__Textauszug__:
.....
Die fertiggestellte Bedarfsplanung bedarf der Billigung durch die oberste Instanz der DNB als Nutzerin. Das ist die/der Beauftragte der Bundesregierung für Kultur und Medien (BKM), welchem/r die Bedarfsplanung vorgelegt wird. Erteilt sie/er die Billigung, ist damit die Kapazitätserweiterung der DNB durch ein neues Magazingebäude bestätigt – so geschehen im Oktober 2022.
Das bedeutet zugleich, dass die Bedarfsplanung für die weitere Planung bindend ist. Weitere Planungsschritte sind zum Beispiel die Erstellung einer sogenannten initialen Projektunterlage (IPU), die Durchführung des Architekturwettbewerbs (beides im Jahr 2024 umgesetzt) oder die Bearbeitung der einzelnen Leistungsphasen der Gebäudeplanung. Künftige Nutzungsbereiche und Raumtypen wie Magazin-Rollregalanlage, Magazin-FTS-Anlage, Serverraum oder Kommissionierarbeitsplatz4 werden inhaltlich bereits aufgeführt. Die konkrete Anordnung im Gebäude und die Ausführung der Innenräume obliegt dann aber noch den Architekt*innen und Fachplaner*innen.


Visualisierung des 5. Erweiterungsbaus; CODE UNIQUE Architekten GmbH, Dresden, 2024
Grundsätzlich ist in jeder Planungsphase eine enge und transparente Zusammenarbeit der Projektbeteiligten sehr wichtig. Ein geschütztes Online-Portal, das für den Austausch und die Ablage von Protokollen, Planunterlagen oder Präsentationen zum Bauprojekt genutzt wird, ist hierfür eine gute Basis. Somit werden die Verbindlichkeit der Planung in Bezug auf die Bedarfsplanung sehr gut aufrechterhalten und damit die Bedarfe und Wünsche der DNB auch umgesetzt.
Welche Themen oder Bedarfe haben dich besonders intensiv beschäftigt?
Nachdem das Volumen des Magazinbaus errechnet und ein passendes Baufeld gewählt waren, tat sich eine Schwierigkeit auf: Unter dem Baufeld verläuft eine aktive Fernwärmeleitung.

Das Baufeld liegt im Bereich des sogenannten Posthofs der DNB. Das ist ein unbebauter Hof, auf dem sich derzeit Parkflächen und die Anlieferzone für den Medieneingang, quasi der Postzugang, befinden – daher der Name Posthof. Die Fernwärmeleitung führt vom Deutschen Platz durch einen Keller im 1. Erweiterungsbau (realisiert 1933-1936), unter dem Posthof entlang (wo erst die Baugrube, dann die Untergeschosse des Magazinbaus sein werden) bis hin zum Gebäude der Universitätsklinik an der Philipp-Rosenthal-Straße.
.....
__Erfasste Daten__:
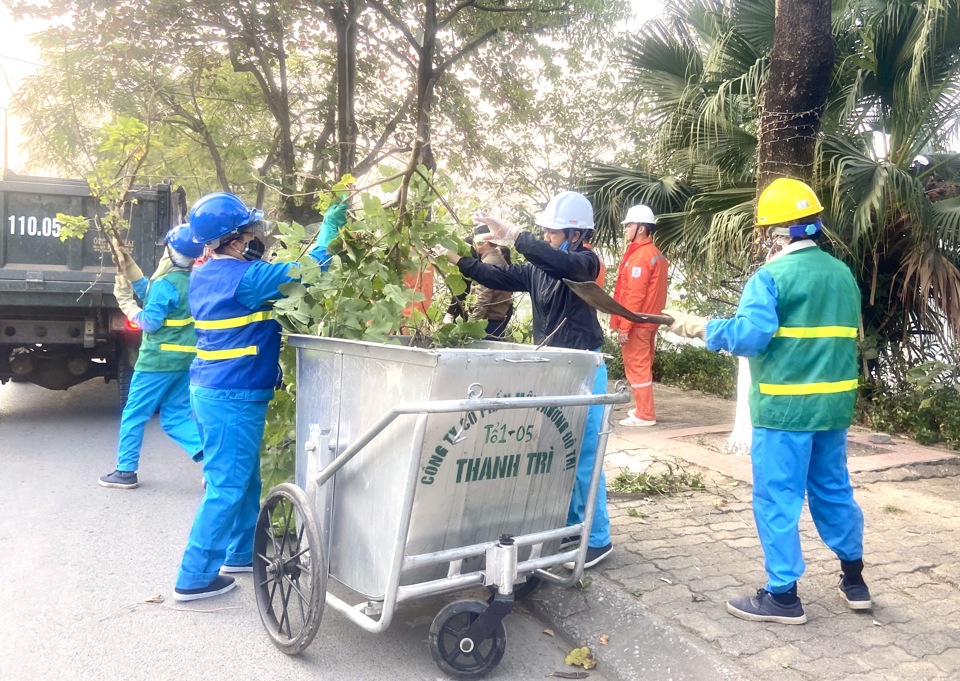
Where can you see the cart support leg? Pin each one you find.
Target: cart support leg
.....
__Arbeitsaufträge__:
**A)** Benenne im Text über den Magazinbau der DNB „Fernwärmeleitung“ in „Versorgungsleitung“ um und gib die Stelle beginnend mit „Nachdem das Volumen“ und weiter bis einschließlich „an der Philipp-Rosenthal-Straße.“ wieder.
**B)** Schreibe den Text über den Magazinbau der DNB im Anschluss an seinen letzten Satz weiter.
Das Material spielt hierbei keine Rolle.

__Lösungen__:
**A)**
Nachdem das Volumen des Magazinbaus errechnet und ein passendes Baufeld gewählt waren, tat sich eine Schwierigkeit auf: Unter dem Baufeld verläuft eine aktive Versorgungsleitung.

Das Baufeld liegt im Bereich des sogenannten Posthofs der DNB. Das ist ein unbebauter Hof, auf dem sich derzeit Parkflächen und die Anlieferzone für den Medieneingang, quasi der Postzugang, befinden – daher der Name Posthof. Die Versorgungsleitung führt vom Deutschen Platz durch einen Keller im 1. Erweiterungsbau (realisiert 1933-1936), unter dem Posthof entlang (wo erst die Baugrube, dann die Untergeschosse des Magazinbaus sein werden) bis hin zum Gebäude der Universitätsklinik an der Philipp-Rosenthal-Straße.

**B)**
Aufgrund der großen Baumasse wird für das Gebäude eine Tiefe von bis zu drei Untergeschossen haben, das heißt ca. 10 Meter in die Tiefe gebaut werden. Daher ist es erforderlich, die Fernwärmeleitung aus dem Baufeld zu verlegen. Die Verlegung wird bereits vor dem eigentlichen Baubeginn (voraussichtlich Ende 2026), entlang der Curiestraße erfolgen. Dabei ist unbedingt das Zeitfenster der heizfreien Periode zu beachten, da sonst nicht nur die Heizkörper in der DNB, sondern auch die in der Nachbarschaft kalt bleiben würden.
Die Arbeitswelten werden nicht nur im Bibliotheksbereich immer technisierter. Wie viele Menschen werden in dem Magazin welche Arbeiten ausführen und was übernimmt die Technik?
Im neuen Magazingebäude werden Medienwerke untergebracht werden, die unsere Nutzenden entweder sehr oft oder sehr wenig bestellen. Wir sprechen hier von Zugriffshäufigkeiten. Da die DNB eine Präsenzbibliothek ist, kann übrigens generell nichts aus unseren Beständen nach Hause entliehen werden.
Für Bereiche mit geringen Zugriffshäufigkeiten sind übliche elektrische Rollregalanlagen vorgesehen, in denen zwei Mitarbeitende tätig sind. Das sind unsere Magaziner, welche die Bücher für die Benutzung „ausheben“. Für die Bereiche mit hohen Zugriffshäufigkeiten, also, wenn Bücher bei Neuerscheinung sehr oft angefragt werden, werden die Magazinflächen mit einem fahrerlosen Transportsystem (FTS) ausgestattet. Bei diesem automatischen Lagersystem werden die Medienwerke in mobilen Regalen eingelagert. Nach Bestellung eines Medienwerks holen dann Shuttle-Roboter schnell und effektiv das jeweilige Regalsegment mit dem angeforderten Medium und bringen es zu sogenannten Kommissionierungsplätzen, wo es dann durch 2 Mitarbeitende der DNB weiterverarbeitet und für die Lesesäle vorbereitet wird.
Fahrerlose Transportsysteme sind ein wichtiger Bestandteil in der Logistik für innerbetriebliche Transporte. Die ersten FTS wurden vor mehr als 50 Jahren in den USA vorgestellt. In Deutschland begann die Entwicklung 1963 und wird bis heute stetig weiterentwickelt5. Bezogen auf die gesamte Magazinfläche umfasst die Rollregalanlage ca. 75 % und die FTS-Anlage ca. 25%.
Darüber hinaus werden in den Magazinen für Wartungs- und Reparaturarbeiten zeitweise Techniker benötigt und ca. 1-2 Mal im Jahr kommen für die Säuberung der Magazine Reinigungskräfte zum Einsatz. Auch Kolleg*innen aus der Bestandsverwaltung und der Bestandserhaltung werden in regelmäßigen Abständen zum Monitoring der Bestände im Gebäude unterwegs sein.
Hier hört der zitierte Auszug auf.